Task brief: Print the entire listing. Each line must match the original exactly.
[start of Provided records]
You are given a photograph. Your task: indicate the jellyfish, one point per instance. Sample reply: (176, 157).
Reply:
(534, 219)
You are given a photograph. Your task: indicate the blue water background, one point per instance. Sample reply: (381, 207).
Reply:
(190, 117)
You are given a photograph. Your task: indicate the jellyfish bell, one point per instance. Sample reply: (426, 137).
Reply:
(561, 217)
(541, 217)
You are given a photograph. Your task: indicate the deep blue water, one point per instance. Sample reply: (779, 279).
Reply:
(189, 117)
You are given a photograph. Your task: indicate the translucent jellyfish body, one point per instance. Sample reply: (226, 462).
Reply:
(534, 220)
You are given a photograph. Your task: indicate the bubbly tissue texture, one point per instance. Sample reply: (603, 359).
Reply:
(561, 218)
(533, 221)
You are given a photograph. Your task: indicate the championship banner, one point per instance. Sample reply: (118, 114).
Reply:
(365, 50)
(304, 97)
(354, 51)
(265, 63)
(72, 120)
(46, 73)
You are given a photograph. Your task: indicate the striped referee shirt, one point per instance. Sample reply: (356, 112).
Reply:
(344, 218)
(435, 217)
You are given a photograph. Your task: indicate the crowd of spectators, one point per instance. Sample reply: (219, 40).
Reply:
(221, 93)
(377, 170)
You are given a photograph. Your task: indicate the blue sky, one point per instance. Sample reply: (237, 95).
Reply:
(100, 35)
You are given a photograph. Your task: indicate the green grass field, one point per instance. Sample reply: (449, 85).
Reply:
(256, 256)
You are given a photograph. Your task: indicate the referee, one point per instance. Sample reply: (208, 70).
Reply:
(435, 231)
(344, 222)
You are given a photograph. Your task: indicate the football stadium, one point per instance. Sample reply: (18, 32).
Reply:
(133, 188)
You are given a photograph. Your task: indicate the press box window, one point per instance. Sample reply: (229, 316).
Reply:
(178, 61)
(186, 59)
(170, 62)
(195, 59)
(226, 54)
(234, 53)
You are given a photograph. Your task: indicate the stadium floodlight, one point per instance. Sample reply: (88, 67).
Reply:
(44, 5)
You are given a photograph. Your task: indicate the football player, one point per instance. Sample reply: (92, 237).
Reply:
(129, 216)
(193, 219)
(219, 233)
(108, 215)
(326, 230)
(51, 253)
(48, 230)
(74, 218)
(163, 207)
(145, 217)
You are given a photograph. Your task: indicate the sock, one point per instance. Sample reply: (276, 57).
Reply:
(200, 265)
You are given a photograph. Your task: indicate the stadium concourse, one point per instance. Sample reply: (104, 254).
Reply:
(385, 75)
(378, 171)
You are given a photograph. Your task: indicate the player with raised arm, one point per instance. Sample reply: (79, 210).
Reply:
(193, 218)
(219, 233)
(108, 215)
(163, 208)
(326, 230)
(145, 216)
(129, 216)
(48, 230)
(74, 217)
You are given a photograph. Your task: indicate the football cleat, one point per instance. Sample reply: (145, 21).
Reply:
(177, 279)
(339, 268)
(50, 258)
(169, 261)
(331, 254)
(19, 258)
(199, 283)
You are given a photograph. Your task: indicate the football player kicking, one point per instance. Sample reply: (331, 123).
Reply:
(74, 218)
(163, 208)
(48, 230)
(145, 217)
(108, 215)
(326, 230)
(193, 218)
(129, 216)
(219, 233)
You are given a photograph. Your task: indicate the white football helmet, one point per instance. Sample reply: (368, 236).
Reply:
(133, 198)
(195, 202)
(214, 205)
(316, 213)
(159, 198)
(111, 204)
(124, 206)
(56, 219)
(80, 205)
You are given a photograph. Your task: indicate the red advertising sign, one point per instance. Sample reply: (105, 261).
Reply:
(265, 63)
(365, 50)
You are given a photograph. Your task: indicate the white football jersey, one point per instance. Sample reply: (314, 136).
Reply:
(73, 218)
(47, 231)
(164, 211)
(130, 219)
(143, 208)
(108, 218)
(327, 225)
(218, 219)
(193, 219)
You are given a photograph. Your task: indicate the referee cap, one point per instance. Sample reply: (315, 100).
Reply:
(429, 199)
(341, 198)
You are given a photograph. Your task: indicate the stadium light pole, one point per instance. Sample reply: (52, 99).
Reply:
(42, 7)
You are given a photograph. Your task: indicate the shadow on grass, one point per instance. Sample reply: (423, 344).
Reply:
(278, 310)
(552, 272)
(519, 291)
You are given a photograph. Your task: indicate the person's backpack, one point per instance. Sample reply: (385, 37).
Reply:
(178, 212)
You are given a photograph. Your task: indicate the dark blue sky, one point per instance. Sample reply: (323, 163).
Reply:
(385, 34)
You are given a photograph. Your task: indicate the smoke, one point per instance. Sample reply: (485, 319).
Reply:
[end of Provided records]
Task solution:
You are given a photograph. Your task: indicate the jellyfish, one point per instance. Sample reply: (176, 157).
Reply:
(534, 219)
You are given a photograph. Your task: indicate the blue water background, one point per instance. Sample reply: (381, 207).
Reply:
(190, 117)
You are given a photograph. Your task: indicate the jellyfish bell, one point per instance. Sample reply: (426, 137).
Reply:
(561, 217)
(541, 217)
You are given a photograph. Your task: indicate the deep blue water, one point per instance. Sample reply: (779, 279).
Reply:
(189, 117)
You are given a photograph. Your task: indicate the translucent jellyfish body, one point per instance. Sample reply: (226, 462).
Reply:
(534, 220)
You are given a photograph. Your task: indicate the bubbly tissue texture, one point per instance. Sample reply: (603, 359).
Reply:
(561, 218)
(533, 221)
You are given a photograph. Your task: indicate the championship banner, one point per instance. Sample reply: (118, 114).
Reply:
(365, 50)
(304, 97)
(354, 51)
(265, 63)
(72, 120)
(46, 73)
You are given a photograph. Your task: indicate the striped referee shirt, one point per instance. Sample reply: (356, 112).
Reply:
(344, 218)
(435, 217)
You are given a photograph. Your task: indicate the crowd of spectators, one point per instance. Sample reply: (219, 40).
Reply:
(221, 93)
(377, 170)
You are given a photograph. Your task: indicate the blue sky, one point per instance. Sample reply: (237, 95).
Reply:
(100, 35)
You are given a photograph. Your task: indicate the green grass field, one point per instance. Sample reply: (449, 85).
Reply:
(256, 256)
You are given a photograph. Your task: indicate the referee, one point per instance. Sample reply: (208, 70).
Reply:
(435, 231)
(344, 222)
You are given a photograph. Your task: indicate the football stadium, one point per instance. Sample reply: (18, 32).
Reply:
(133, 188)
You are given a photograph. Your task: indicate the press box window, one point per instance. Sample reply: (229, 316).
Reply:
(178, 61)
(186, 59)
(170, 62)
(195, 59)
(226, 54)
(234, 53)
You are given a photograph. Your task: indicate the stadium floodlight, one point per instance. Sample reply: (88, 67).
Reply:
(44, 5)
You are given a photograph. Your task: indicate the football player, one point per instance. Sample reply: (92, 237).
Reply:
(129, 216)
(193, 219)
(219, 233)
(108, 215)
(326, 230)
(51, 253)
(48, 230)
(74, 218)
(163, 207)
(145, 217)
You are given a photograph. Your task: indicate the sock, one point per instance. Sample reply: (276, 57).
Reply:
(200, 265)
You are given a photograph. Your task: indicate the stadium concourse, one point per instance. Sample reply: (104, 254).
Reply:
(385, 75)
(378, 171)
You are given a photograph. Your task: indicate the player with raised arm, one point per instance. Sample reply: (79, 210).
Reply:
(193, 218)
(219, 233)
(108, 215)
(163, 208)
(326, 230)
(145, 216)
(129, 216)
(48, 230)
(74, 217)
You are given a photograph. Your task: indicate the football cleat, one point per instance. Sample reply: (145, 21).
Reply:
(177, 279)
(339, 268)
(50, 258)
(169, 261)
(331, 254)
(19, 258)
(199, 283)
You are given a photograph. Your task: indicate the football player kicking, one point per instance. Sample reply: (331, 123).
Reply:
(74, 218)
(163, 208)
(48, 230)
(145, 217)
(108, 215)
(326, 230)
(193, 218)
(129, 216)
(219, 233)
You are given a photograph. Your task: indicate the white football helmet, one point per instance. Sample reply: (368, 236).
Reply:
(133, 198)
(195, 202)
(214, 205)
(316, 213)
(159, 198)
(111, 204)
(124, 206)
(56, 219)
(80, 205)
You are given a photograph. Your task: indicate the red advertising sign, one point per instance. Sample reply: (105, 261).
Reply:
(265, 63)
(365, 50)
You are given a photograph. Your task: indicate the white football jersey, one point per instance. Sample reply: (314, 136).
Reply:
(73, 218)
(47, 231)
(164, 211)
(130, 219)
(143, 208)
(108, 218)
(327, 225)
(218, 219)
(193, 219)
You are given a photograph. Your task: indicate the referee cap, one point per instance. Sample reply: (315, 100).
Reply:
(429, 199)
(341, 198)
You are given a photograph. Your task: indicate the stadium light pole, one point per instance. Sample reply: (52, 99).
Reply:
(42, 7)
You are given a photograph. Your task: indicate the shadow on grass, one point per instance. Sample reply: (423, 344).
Reply:
(278, 310)
(552, 272)
(519, 291)
You are given a photograph. Your task: indicate the person's backpack, one point per instance. Sample reply: (385, 37).
Reply:
(178, 212)
You are given a photograph. Your task: indicate the dark blue sky, one point per instance. Sample reply: (323, 163).
Reply:
(385, 34)
You are given a photograph. Your task: indicate the smoke, one point per instance. Sample reply: (485, 319).
Reply:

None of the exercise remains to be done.